Country Club Hills budget calls for $6 million in cuts
By Casey Toner email@example.com July 27, 2012 10:20PM
Updated: August 30, 2012 6:23AM
A proposed spending plan for Country Club Hills would slash the city’s spending by more than $6 million and lead to cutbacks in policing and government services such as low-cost rides for seniors to get kidney dialysis treatments, officials said.
Country Club Hills’ latest budget proposal is set for a vote next month, but Mayor Dwight Welch said the proposed cuts are calculated political attacks against him.
The city’s facing a $9.6 million budget deficit, not counting an extra $6.6 million it owes Cook County after being overpaid its share of property tax revenue last year. Cook County is suing Country Club Hills to get its money back.
In June, the city council rejected Welch’s proposed $35 million budget which called for a 7 percent increase from the previous year’s $33 million budget.
Ald. Vincent Lockett (2nd) said the latest proposal calls for about $27 million in spending. It will be presented at a city council meeting in August.
But the city’s fire chief, police chief, and head of the transportation department say the cuts will deplete community services, increase overtime charges and cut back on revenue.
Police Chief William Brown said he was asked to cut about $1.5 million from the department’s $8 million budget.
Brown said the cuts would lead to limits on police services. He says he would have to lay off five police officers, two dispatchers, six community service officers, nine part-time community service officers and three part-time clerks to balance the budget.
“We can’t do lock outs and chase dogs around the street if we have burglaries,” Brown said about the cuts.
And, Brown said, the proposed cuts to police would lose the city money.
The community service officers hand out about $480,000 worth of tickets every year, and the five police officers process about $1.2 million in red-light tickets annually, he said.
Nevertheless, Lockett said that the police department will have to “find other solutions to make it work.”
Fire Chief Roger Agpawa, who was sworn in last month, said he needs an extra $240,000 to hire four firefighters to maintain adequate staffing at the two stations.
Agpawa said the city racked up more than $400,000 in overtime for firefighters last year due to the undermanned fire stations. The department is on pace to spend $600,000 on overtime if the jobs are not filled, he said.
Lockett suggested the village only staff one station and close the other.
Victor Watts, the head of the city’s transportation department, said he also is bracing for cuts.
The transportation department gives seniors rides three days a week to doctors offices, dialysis clinics and grocery stores among other places. Seniors are charged $1 per ride.
“I don’t know how you’d tell dialysis riders after four or five years you can no longer take them to dialysis,” Watts said.
Lockett claimed he didn’t know yet whether the transportation would be eliminated.
“I think we need to look at how it’s being ran and managed,” Lockett said. “It makes no sense. It’s not beneficial to financial crisis we’re in.”

Given data:
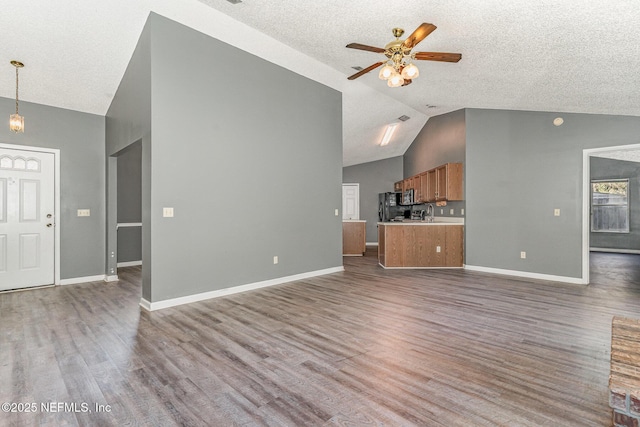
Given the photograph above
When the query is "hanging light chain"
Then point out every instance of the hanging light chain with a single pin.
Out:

Work task:
Copy the passage of the Country Club Hills budget article between "Nevertheless, Lockett said" and "bracing for cuts.", inclusive, word for word.

Response for this exercise:
Nevertheless, Lockett said that the police department will have to “find other solutions to make it work.”
Fire Chief Roger Agpawa, who was sworn in last month, said he needs an extra $240,000 to hire four firefighters to maintain adequate staffing at the two stations.
Agpawa said the city racked up more than $400,000 in overtime for firefighters last year due to the undermanned fire stations. The department is on pace to spend $600,000 on overtime if the jobs are not filled, he said.
Lockett suggested the village only staff one station and close the other.
Victor Watts, the head of the city’s transportation department, said he also is bracing for cuts.